Task item:
After finding the line that contains "Can you find the gravestone?" in the entries below, retype it and every following line precisely, the last included.

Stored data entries
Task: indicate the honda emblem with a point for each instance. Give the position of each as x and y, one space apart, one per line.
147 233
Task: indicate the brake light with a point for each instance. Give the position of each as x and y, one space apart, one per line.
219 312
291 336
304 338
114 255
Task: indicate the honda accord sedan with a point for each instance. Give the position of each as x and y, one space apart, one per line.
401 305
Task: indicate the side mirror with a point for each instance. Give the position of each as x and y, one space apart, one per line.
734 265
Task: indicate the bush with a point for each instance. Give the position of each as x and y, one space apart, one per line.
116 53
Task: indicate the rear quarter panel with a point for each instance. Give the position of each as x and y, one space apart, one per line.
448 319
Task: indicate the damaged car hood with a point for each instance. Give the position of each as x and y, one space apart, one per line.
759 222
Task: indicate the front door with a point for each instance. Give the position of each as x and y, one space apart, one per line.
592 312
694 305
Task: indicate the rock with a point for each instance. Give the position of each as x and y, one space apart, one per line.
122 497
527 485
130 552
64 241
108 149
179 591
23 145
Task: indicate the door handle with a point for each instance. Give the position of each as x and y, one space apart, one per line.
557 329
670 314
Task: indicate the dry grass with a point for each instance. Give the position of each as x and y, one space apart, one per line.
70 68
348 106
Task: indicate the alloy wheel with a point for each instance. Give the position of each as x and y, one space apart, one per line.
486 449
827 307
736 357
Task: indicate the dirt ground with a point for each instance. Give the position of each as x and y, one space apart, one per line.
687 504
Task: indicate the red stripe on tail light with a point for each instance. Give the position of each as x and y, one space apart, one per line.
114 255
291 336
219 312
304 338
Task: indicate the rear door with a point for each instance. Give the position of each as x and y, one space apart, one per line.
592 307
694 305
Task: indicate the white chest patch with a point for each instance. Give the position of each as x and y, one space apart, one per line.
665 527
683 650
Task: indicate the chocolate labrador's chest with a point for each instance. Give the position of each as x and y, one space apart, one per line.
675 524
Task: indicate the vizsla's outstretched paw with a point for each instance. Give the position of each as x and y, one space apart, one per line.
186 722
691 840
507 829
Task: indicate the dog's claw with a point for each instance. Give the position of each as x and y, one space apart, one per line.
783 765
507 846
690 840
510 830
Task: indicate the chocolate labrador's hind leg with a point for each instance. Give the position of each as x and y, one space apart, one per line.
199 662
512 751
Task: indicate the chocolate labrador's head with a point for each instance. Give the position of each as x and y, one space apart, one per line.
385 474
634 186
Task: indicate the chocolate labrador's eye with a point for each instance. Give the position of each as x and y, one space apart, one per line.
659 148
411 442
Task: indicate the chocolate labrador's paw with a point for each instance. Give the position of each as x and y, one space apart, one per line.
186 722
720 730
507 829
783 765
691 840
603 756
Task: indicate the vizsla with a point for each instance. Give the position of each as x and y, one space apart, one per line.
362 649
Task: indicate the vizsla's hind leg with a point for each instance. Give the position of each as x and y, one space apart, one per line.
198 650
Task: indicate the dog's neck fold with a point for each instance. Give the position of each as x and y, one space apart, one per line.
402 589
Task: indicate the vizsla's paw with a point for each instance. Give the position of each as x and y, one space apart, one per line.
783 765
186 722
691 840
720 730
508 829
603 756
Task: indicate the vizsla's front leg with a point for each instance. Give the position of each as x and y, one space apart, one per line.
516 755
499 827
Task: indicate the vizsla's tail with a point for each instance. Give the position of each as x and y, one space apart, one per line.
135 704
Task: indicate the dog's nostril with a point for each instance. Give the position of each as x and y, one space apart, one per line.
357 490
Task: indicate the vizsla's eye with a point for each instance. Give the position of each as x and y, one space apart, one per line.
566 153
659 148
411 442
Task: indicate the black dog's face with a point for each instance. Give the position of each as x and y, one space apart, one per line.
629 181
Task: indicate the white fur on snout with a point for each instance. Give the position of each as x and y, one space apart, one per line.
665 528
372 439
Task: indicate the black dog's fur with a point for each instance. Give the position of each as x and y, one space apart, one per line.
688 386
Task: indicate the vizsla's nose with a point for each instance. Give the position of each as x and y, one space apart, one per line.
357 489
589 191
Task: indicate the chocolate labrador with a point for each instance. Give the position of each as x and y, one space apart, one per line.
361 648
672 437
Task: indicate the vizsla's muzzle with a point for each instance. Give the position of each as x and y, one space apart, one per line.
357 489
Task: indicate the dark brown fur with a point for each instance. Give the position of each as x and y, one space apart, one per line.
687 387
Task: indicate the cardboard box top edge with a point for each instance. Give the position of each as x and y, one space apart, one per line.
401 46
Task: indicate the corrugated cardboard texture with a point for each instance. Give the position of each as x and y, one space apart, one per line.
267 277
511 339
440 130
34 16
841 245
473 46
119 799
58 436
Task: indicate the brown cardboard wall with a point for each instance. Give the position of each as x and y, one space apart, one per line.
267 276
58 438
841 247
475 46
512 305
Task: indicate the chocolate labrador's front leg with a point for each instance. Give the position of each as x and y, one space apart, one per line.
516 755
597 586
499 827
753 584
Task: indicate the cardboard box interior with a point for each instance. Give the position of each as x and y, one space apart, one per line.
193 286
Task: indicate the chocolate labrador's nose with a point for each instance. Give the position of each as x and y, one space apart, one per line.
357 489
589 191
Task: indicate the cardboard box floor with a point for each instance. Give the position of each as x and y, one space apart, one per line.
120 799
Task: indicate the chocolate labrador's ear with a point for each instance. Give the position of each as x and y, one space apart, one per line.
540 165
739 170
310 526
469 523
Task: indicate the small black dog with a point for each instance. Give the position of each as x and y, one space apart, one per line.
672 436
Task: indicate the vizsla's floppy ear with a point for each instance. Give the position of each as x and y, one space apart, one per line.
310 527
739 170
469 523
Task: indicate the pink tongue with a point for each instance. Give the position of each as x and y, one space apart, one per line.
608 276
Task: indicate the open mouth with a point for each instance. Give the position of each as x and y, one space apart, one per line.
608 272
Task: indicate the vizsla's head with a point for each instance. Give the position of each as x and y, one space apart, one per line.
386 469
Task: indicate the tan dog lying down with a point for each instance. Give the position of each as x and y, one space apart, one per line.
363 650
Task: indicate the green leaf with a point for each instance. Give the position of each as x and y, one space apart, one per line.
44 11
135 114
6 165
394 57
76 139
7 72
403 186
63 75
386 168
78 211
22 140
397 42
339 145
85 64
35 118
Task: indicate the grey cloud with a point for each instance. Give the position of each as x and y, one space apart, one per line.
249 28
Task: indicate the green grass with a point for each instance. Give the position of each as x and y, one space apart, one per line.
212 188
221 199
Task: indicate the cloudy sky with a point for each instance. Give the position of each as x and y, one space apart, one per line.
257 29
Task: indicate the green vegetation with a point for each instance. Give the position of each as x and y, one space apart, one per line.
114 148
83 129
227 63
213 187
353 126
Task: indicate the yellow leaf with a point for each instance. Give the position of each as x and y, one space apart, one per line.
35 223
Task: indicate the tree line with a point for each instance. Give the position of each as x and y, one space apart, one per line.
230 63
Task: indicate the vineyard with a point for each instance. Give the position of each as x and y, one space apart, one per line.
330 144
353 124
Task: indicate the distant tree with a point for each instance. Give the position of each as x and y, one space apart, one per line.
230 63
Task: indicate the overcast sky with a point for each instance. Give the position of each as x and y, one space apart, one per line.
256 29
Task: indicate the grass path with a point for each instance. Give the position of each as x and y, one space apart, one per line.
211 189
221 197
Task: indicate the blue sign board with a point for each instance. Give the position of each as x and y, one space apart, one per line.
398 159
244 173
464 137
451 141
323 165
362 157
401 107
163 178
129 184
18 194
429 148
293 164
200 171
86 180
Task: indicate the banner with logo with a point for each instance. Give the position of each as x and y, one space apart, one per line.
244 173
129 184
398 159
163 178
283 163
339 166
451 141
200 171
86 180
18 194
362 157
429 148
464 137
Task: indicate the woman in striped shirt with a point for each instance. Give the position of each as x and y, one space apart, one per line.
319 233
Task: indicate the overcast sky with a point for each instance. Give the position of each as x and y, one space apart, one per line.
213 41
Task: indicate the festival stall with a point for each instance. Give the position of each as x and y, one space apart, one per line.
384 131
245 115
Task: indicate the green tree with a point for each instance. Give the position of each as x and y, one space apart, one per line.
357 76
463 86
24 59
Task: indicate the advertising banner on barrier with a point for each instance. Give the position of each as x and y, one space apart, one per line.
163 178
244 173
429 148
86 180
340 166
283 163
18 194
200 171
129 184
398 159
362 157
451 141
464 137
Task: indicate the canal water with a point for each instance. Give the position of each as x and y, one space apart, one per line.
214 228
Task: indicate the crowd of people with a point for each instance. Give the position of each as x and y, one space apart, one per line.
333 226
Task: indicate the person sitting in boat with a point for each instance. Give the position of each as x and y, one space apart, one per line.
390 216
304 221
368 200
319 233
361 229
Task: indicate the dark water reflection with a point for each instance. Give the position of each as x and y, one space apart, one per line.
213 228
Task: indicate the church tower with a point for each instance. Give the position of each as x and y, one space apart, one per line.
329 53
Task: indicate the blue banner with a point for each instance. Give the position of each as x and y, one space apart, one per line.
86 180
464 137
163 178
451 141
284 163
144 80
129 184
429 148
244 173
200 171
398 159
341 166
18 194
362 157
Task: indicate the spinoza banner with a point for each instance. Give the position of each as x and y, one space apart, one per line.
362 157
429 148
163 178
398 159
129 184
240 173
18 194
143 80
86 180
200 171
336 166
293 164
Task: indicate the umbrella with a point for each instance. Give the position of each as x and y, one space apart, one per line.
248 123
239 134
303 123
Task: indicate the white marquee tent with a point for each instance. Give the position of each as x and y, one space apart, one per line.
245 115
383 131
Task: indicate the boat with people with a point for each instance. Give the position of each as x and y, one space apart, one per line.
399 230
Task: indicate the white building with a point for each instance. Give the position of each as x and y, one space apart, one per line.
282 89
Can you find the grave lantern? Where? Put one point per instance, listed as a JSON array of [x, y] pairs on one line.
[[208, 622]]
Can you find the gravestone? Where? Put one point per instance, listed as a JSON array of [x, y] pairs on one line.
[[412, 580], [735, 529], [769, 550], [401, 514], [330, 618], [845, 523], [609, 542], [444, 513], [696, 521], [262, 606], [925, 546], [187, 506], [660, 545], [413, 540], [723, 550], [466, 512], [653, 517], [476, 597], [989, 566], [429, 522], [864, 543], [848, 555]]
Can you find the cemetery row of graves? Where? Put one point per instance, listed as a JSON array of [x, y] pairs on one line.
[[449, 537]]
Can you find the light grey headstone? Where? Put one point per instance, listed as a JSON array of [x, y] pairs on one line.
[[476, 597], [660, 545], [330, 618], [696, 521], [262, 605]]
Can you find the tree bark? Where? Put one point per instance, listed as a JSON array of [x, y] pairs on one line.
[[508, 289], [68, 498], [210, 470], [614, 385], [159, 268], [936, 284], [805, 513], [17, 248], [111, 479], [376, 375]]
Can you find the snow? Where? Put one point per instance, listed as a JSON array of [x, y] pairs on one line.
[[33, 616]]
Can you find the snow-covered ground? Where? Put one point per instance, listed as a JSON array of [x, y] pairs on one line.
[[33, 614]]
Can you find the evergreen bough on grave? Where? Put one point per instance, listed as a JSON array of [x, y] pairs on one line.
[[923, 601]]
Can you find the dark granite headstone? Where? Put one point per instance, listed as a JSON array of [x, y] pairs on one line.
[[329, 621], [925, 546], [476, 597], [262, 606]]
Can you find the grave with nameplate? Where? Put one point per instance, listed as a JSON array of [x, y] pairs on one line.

Solution for this exercise:
Can you find the gravestone? Where? Put one point per instance, listed as a JSON array of [x, y] pairs on one line.
[[412, 580], [735, 529], [769, 550], [401, 514], [330, 618], [845, 523], [609, 542], [444, 513], [696, 521], [262, 606], [925, 546], [187, 506], [660, 545], [413, 540], [723, 550], [466, 512], [653, 517], [476, 597], [989, 566], [429, 522], [864, 543], [848, 555]]
Can you find the cemetery row of graves? Where? Put one point per instance, listed as a JSON array of [x, y] pairs on one line.
[[449, 537]]
Can you find the light grey headstone? Where? Put one point per instance, listed as a JSON array of [x, y] pairs on one line.
[[476, 597], [660, 545], [330, 618], [696, 521], [262, 605]]
Can you find the tree bark? Where? Put one point per instance, listed as a JSON array of [x, y] pairs on one line.
[[508, 289], [68, 498], [210, 470], [614, 385], [159, 268], [936, 284], [805, 513], [17, 248], [111, 479], [376, 375]]
Can you find the snow? Where? Put one point per instance, listed as a JSON array of [x, y] pairs on one line.
[[33, 616]]
Can you find the snow-covered ground? Where? Put one point per instance, listed as a JSON array of [x, y] pairs on one line.
[[33, 614]]
Can you find the evergreen bough on grave? Where? Put one point per instance, listed as a JSON array of [x, y] pairs on one line.
[[923, 601]]
Can you find the dark granite headstone? Where? Put one point per instance, listed as a JSON array of [x, y] pairs on one line.
[[329, 621], [925, 546], [476, 597], [262, 606]]
Can you find the grave with nameplate? Where? Put one point per instance, listed as a JSON array of [x, y] pairs on one line.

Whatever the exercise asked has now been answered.